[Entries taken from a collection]
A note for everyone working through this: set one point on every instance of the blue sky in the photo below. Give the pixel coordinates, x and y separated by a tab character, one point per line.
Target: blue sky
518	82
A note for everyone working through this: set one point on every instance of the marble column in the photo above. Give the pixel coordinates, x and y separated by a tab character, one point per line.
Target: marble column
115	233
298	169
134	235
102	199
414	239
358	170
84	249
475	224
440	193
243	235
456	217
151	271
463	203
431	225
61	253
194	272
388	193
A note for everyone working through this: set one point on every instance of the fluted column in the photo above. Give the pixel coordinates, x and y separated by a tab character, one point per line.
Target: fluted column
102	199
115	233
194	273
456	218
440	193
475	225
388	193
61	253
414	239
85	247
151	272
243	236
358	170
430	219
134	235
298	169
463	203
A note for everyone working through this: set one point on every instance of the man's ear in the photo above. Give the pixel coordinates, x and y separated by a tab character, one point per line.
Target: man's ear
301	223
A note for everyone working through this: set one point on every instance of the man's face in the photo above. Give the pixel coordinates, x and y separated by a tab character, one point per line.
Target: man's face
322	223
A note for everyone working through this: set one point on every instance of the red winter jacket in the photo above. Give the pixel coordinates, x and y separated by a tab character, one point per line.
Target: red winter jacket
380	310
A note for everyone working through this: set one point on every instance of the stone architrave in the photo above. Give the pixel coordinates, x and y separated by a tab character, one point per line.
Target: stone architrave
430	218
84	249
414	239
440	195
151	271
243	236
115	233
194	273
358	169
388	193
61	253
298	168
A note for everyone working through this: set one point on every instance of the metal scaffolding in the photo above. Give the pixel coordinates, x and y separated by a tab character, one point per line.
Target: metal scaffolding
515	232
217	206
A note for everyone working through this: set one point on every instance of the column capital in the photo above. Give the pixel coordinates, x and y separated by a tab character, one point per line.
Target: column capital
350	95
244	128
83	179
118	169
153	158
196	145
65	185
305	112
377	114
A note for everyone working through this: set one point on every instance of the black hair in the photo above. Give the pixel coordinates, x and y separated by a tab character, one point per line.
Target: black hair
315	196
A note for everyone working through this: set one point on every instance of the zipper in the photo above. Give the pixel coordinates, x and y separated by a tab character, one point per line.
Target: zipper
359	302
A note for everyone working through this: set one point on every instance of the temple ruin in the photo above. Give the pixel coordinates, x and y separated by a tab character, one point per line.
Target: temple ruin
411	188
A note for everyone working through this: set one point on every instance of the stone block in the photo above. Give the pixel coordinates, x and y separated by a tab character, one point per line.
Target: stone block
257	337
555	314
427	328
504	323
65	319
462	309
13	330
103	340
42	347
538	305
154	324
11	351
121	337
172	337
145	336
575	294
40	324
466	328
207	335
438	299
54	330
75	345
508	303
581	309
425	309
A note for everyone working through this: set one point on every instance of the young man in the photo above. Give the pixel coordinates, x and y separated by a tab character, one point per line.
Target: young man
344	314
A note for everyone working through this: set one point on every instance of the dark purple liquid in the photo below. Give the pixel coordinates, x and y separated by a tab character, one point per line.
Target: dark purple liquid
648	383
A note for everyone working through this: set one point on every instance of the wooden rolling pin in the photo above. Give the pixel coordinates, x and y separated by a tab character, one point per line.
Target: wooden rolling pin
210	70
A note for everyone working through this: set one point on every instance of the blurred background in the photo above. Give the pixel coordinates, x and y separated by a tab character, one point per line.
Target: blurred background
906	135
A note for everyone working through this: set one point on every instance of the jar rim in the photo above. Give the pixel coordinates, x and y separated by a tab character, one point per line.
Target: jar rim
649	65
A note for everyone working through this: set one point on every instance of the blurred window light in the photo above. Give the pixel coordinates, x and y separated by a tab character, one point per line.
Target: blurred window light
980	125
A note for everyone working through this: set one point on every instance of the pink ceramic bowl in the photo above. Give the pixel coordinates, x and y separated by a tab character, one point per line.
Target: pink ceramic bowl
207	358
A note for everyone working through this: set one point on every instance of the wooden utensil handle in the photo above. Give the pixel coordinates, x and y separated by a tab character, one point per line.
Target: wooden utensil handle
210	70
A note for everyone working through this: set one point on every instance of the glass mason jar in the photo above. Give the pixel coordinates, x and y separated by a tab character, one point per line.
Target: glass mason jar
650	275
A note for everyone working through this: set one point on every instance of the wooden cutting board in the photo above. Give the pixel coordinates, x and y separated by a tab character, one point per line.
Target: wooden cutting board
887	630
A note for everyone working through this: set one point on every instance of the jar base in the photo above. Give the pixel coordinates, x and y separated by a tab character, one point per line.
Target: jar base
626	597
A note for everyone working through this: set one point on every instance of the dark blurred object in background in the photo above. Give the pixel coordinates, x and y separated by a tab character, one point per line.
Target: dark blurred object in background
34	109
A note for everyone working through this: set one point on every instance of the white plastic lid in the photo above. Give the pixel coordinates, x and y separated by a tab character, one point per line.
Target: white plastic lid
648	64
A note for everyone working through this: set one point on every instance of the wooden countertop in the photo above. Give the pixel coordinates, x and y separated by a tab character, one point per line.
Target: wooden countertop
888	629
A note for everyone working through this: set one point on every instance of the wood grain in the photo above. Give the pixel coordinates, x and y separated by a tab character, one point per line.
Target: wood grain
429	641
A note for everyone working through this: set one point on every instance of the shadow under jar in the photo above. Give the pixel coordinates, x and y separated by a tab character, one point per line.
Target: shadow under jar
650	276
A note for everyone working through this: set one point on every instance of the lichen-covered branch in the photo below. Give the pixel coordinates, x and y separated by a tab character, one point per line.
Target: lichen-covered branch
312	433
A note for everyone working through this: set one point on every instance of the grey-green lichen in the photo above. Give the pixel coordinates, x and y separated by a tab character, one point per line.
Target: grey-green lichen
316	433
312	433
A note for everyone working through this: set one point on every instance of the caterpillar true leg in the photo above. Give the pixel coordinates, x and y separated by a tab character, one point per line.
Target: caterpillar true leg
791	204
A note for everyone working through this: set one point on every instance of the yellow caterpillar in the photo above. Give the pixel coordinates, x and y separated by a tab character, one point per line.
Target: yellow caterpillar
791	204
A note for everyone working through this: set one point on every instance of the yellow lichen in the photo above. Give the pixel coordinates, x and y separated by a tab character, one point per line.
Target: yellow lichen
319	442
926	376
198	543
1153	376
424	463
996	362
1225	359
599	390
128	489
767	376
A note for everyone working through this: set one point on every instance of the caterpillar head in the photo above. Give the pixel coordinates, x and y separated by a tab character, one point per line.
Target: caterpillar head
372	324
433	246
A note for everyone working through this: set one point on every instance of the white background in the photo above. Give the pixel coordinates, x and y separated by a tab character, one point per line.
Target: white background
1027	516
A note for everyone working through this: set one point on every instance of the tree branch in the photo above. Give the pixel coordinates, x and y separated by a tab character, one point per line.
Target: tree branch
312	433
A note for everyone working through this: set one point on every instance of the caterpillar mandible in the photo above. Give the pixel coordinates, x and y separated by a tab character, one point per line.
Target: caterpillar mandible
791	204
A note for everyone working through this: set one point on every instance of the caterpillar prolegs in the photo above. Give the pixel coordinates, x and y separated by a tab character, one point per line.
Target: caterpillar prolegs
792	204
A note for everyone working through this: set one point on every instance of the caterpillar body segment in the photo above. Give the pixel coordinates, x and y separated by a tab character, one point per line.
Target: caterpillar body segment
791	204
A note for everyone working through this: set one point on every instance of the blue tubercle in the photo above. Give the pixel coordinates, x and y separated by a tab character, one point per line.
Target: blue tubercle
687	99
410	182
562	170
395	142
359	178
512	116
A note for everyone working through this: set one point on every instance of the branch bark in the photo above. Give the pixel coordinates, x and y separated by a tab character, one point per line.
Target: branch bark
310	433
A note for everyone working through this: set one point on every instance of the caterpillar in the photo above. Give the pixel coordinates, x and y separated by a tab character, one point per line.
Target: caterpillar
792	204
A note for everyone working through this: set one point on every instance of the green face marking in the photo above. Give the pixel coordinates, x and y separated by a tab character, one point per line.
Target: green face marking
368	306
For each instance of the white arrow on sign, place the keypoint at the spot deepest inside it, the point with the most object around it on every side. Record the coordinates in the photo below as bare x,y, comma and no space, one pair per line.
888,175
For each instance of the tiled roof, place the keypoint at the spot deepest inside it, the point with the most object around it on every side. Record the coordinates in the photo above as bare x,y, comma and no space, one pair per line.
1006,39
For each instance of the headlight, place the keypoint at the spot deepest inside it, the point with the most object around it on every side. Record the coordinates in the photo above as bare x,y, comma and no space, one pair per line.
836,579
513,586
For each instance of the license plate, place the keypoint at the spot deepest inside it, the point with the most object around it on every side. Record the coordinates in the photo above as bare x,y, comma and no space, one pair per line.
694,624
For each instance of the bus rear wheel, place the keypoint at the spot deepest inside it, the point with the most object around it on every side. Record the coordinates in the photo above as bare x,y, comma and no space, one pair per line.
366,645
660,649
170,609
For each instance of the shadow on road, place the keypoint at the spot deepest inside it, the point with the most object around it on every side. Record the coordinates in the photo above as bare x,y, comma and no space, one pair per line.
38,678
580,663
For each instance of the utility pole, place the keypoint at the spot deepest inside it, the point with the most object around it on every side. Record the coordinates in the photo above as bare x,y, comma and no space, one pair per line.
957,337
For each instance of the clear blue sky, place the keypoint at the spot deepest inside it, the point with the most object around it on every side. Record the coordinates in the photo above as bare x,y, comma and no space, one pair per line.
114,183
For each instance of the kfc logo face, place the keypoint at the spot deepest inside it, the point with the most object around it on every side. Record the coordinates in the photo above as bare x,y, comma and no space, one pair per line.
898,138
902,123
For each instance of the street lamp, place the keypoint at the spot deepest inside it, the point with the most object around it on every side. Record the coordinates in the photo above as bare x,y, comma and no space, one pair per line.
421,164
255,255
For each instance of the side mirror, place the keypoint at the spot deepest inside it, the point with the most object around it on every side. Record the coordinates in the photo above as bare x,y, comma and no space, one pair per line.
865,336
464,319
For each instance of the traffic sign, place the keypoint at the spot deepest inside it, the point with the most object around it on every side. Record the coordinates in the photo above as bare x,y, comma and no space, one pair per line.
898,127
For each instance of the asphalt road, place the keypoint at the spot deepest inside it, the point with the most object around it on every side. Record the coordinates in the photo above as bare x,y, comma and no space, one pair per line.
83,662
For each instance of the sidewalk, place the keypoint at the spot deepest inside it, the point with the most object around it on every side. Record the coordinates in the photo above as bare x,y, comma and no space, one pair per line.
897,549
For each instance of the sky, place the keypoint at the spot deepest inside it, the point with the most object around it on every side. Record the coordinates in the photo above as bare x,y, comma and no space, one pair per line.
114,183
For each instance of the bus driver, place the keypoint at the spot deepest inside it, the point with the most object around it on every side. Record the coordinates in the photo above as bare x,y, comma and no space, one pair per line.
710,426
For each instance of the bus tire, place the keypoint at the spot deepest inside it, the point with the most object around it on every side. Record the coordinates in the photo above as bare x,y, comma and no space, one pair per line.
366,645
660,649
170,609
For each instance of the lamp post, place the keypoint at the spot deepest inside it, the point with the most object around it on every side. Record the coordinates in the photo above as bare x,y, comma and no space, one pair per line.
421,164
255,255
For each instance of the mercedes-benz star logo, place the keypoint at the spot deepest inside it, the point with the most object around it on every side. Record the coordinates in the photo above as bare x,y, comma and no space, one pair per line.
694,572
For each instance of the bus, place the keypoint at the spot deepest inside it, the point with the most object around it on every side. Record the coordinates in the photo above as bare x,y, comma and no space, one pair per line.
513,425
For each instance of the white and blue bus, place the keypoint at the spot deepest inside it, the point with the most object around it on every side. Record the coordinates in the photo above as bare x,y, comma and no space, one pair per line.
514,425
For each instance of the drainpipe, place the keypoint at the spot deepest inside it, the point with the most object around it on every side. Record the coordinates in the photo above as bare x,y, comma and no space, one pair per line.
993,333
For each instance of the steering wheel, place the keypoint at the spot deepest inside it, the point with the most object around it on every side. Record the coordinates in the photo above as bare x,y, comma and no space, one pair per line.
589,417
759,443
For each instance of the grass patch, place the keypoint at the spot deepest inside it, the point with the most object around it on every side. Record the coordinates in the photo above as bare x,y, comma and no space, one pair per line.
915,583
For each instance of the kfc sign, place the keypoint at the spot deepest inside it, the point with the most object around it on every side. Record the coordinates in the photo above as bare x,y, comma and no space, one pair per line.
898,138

_AIM:_ Exactly and only the lines from the line containing "For each instance of the white and" through the last line of the entries should be copied, both ends included.

_TASK ANSWER:_
For each instance of the white and blue bus, place the keypoint at the spot deepest inside it, the point with the most object around it on every side. Record the coordinates in the photo above as bare x,y, comma and no space, one pair per line.
514,425
For each instance of the drainpipe, place the keypoint at the spot deepest inside it, the point with the most object around it on every side. Record the coordinates in the photo above as bare x,y, comma and no space, one pair per line.
993,333
For each instance of the steering wheel, place the keypoint at the spot deepest inside it, the point with the most object around it on every side. Record the coordinates in the photo above as bare x,y, comma and no space, one pair per line.
589,417
759,443
For each instance of the grass patch, place the keypoint at the spot deepest inside it, the point with the most object around it on every side. Record the coordinates in the photo above as bare x,y, comma and no space, one pair per line.
915,583
For each instance of the kfc sign, place the keypoint at the spot deepest inside it, the point with the most object around it on every side. Record the coordinates in the photo above as bare x,y, comma and no space, one pair per line.
898,138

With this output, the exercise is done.